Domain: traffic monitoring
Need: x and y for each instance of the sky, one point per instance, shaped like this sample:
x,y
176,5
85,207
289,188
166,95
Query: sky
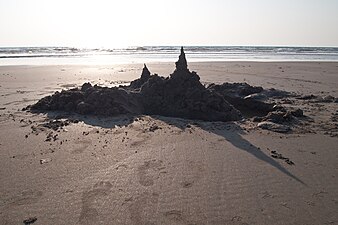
x,y
118,23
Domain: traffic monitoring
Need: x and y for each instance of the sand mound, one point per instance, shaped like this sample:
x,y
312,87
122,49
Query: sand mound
x,y
180,95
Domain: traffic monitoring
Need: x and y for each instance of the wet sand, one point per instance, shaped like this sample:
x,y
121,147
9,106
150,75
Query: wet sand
::::::::
Using the material above, find each line that holds "this" and copy that line.

◆ Result below
Need: x and y for each instance of the sky, one point per instance, shaped like this sample:
Need: x and y for each instance of the sand mound, one point per instance, shaped like this sample:
Need: x and y for each instance of the wet sand, one point per instance, shaped like this sample:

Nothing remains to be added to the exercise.